→ GOAL OF THE EXERCISE
Output every line of the listing below as a JSON list of strings, one string per line, leaving out blank lines.

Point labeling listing

_ _ _ _ _

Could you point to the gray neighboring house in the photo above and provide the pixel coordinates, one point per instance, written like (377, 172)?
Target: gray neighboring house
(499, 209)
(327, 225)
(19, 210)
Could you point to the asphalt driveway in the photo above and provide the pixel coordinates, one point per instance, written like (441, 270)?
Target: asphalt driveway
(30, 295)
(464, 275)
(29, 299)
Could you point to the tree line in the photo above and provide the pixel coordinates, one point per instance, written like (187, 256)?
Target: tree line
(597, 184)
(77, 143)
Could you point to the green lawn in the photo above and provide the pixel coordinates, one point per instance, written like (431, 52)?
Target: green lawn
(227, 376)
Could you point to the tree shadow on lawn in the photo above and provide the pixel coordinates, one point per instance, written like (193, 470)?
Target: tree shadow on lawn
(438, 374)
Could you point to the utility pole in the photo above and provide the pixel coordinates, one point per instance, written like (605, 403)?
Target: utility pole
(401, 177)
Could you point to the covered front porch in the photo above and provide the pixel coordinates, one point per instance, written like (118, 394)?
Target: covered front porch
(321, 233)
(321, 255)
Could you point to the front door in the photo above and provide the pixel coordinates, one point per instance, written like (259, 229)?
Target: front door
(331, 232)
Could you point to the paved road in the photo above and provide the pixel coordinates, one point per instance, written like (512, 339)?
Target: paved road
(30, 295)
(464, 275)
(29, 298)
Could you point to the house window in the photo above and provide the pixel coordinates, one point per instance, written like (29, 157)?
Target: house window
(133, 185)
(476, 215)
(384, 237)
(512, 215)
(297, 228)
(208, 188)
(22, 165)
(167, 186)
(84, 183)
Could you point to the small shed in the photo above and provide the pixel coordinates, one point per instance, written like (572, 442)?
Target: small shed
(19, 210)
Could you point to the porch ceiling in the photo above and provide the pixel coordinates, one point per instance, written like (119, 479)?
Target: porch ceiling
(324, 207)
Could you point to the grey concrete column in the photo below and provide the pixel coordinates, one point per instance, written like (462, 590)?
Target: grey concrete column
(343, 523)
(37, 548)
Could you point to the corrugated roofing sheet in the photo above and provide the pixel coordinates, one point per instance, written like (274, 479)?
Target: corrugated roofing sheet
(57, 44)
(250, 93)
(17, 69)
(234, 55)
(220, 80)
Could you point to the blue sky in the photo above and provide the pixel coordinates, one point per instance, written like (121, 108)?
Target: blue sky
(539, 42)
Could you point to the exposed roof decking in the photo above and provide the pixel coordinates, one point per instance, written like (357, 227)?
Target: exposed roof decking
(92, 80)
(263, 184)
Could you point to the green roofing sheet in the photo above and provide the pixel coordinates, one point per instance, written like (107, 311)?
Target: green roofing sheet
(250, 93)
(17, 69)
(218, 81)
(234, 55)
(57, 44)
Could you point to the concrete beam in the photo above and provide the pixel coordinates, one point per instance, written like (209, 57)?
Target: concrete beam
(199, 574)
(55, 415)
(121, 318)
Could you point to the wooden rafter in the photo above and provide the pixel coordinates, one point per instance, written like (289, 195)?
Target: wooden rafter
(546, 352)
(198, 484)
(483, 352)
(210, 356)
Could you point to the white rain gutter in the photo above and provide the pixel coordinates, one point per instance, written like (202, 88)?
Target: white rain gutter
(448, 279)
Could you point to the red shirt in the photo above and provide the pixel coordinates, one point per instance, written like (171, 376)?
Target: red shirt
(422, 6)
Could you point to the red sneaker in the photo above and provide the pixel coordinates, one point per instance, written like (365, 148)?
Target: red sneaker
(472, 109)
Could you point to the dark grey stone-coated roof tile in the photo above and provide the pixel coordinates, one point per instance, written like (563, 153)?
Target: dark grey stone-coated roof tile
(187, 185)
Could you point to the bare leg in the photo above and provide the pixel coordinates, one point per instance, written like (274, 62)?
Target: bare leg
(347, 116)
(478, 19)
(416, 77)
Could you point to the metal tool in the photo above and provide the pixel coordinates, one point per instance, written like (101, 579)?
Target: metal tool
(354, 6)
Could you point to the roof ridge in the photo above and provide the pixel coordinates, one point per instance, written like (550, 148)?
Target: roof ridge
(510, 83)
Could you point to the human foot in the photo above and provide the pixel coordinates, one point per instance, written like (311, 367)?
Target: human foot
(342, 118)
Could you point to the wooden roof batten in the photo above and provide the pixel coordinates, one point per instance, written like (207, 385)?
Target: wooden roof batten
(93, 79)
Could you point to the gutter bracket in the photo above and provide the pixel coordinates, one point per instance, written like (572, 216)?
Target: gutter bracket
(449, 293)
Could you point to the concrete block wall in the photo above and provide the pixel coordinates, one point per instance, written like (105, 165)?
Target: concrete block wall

_ _ _ _ _

→ EXERCISE OUTPUT
[
  "Could you point to the gray neighboring house in the photo above and provide the pixel coordinates, one point per instance, written like (377, 172)?",
  "Target: gray neighboring house",
  "(499, 209)",
  "(327, 225)",
  "(19, 210)",
  "Could you point to the asphalt driveway in the photo above and provide the pixel coordinates, one point per instance, written like (441, 270)?",
  "Target: asphalt driveway",
  "(30, 295)",
  "(464, 275)",
  "(29, 299)",
  "Could you point to the tree line in the photo above and provide the pixel coordinates, one point per instance, written like (187, 256)?",
  "Target: tree line",
  "(597, 184)",
  "(77, 143)",
  "Could you point to the green lawn in the photo above and provide the pixel coordinates, one point per instance, written like (431, 52)?",
  "Target: green lawn",
  "(227, 376)",
  "Could you point to the tree shadow on lawn in the photo above and provide the pixel coordinates, one point per instance, written like (193, 470)?",
  "Target: tree shadow on lawn",
  "(438, 374)",
  "Could you point to the utility pole in the photo above and provide the pixel coordinates, one point per instance, written like (605, 403)?",
  "Target: utility pole",
  "(401, 177)",
  "Could you point to the covered front porch in the photo above and provide the pixel coordinates, one point per instance, written like (118, 394)?",
  "Target: covered front porch",
  "(321, 233)",
  "(321, 255)",
  "Could you point to the front door in the photo above and provide the pixel coordinates, one point per instance, written like (259, 229)?",
  "Target: front door",
  "(331, 232)",
  "Could you point to the paved road in the photo above and provide the pixel coordinates, one point per instance, written like (512, 339)?",
  "Target: paved road",
  "(30, 295)",
  "(464, 275)",
  "(29, 298)",
  "Could you point to the house window in the photo above and provide the pixel coordinates, one point per instance, written like (29, 157)?",
  "Target: house window",
  "(133, 185)",
  "(476, 215)",
  "(384, 237)",
  "(512, 215)",
  "(297, 228)",
  "(208, 188)",
  "(22, 165)",
  "(167, 186)",
  "(84, 183)",
  "Could you point to the small shed in the photo above and provide the pixel coordinates, one point per instance, written like (572, 442)?",
  "Target: small shed",
  "(19, 210)",
  "Could you point to the porch ceiling in the photo above and provide the pixel coordinates, one point per instance, written like (119, 479)?",
  "Target: porch ceiling",
  "(324, 207)",
  "Could you point to the grey concrete column in the photo below and provide the pixel coordinates, one point per instance, written like (462, 590)?",
  "Target: grey concrete column",
  "(343, 523)",
  "(37, 548)",
  "Could you point to the corrugated roofing sheet in the photo above and provide the pixel coordinates, one point per instance, written like (274, 479)?",
  "Target: corrugated roofing sheet",
  "(57, 44)",
  "(250, 93)",
  "(17, 69)",
  "(234, 55)",
  "(220, 80)",
  "Could you point to the blue sky in the photo above and provide the pixel coordinates, one point per instance, written like (121, 108)?",
  "Target: blue sky",
  "(539, 42)",
  "Could you point to the exposed roof decking in the photo above and provide the pixel coordinates, one point per instance, written like (357, 227)?",
  "Target: exposed roof decking",
  "(92, 80)",
  "(263, 184)",
  "Could you point to the green roofing sheet in the photo above and provide the pixel coordinates, one point per instance, written like (107, 311)?",
  "Target: green roofing sheet",
  "(250, 93)",
  "(17, 69)",
  "(218, 81)",
  "(234, 55)",
  "(57, 44)",
  "Could you point to the concrete beam in the photo above and provide the pixel coordinates, one point per instance, written like (209, 57)?",
  "Target: concrete beam",
  "(199, 574)",
  "(55, 415)",
  "(121, 318)",
  "Could you point to the wooden rafter in the photo above and provide the pixel coordinates, one point per instance, written like (289, 195)?",
  "Target: wooden rafter",
  "(546, 352)",
  "(198, 484)",
  "(483, 352)",
  "(210, 356)",
  "Could you point to the white rain gutter in the photo above and provide the pixel coordinates, one point per instance, written like (202, 88)?",
  "Target: white rain gutter",
  "(448, 279)",
  "Could you point to the red shirt in the photo above and provide the pixel coordinates, one point per instance, written like (171, 376)?",
  "Target: red shirt",
  "(422, 6)",
  "Could you point to the red sneaker in the photo above and provide the pixel coordinates, one point per instance, written like (365, 148)?",
  "Target: red sneaker",
  "(472, 109)",
  "Could you point to the dark grey stone-coated roof tile in the photo above and provide the pixel coordinates, one point per instance, written like (563, 153)?",
  "Target: dark grey stone-coated roof tile",
  "(187, 185)",
  "Could you point to the bare leg in the photo above and provide the pixel coordinates, one point per instance, written like (274, 62)?",
  "Target: bare leg",
  "(347, 116)",
  "(478, 19)",
  "(416, 77)",
  "Could you point to the metal tool in the photo above and provide the pixel coordinates, one point per instance, written like (101, 579)?",
  "Target: metal tool",
  "(354, 6)",
  "Could you point to the roof ridge in the photo above and provide the pixel coordinates, one point per instance, written like (550, 148)?",
  "Target: roof ridge",
  "(510, 83)",
  "Could you point to the human foot in the photo above and provide the pixel coordinates, one point per instance, written like (311, 367)?",
  "Target: human foot",
  "(342, 118)",
  "Could you point to the wooden roof batten in the photo above and provide the pixel coordinates, one point per instance, written like (207, 385)?",
  "Target: wooden roof batten",
  "(93, 79)",
  "Could you point to the gutter bracket in the photo above and provide the pixel coordinates, one point per instance, written like (572, 216)?",
  "Target: gutter bracket",
  "(449, 293)",
  "Could you point to the concrete block wall in the photo above and provide the pixel coordinates, one point per instance, written like (105, 165)?",
  "Target: concrete block wall"
]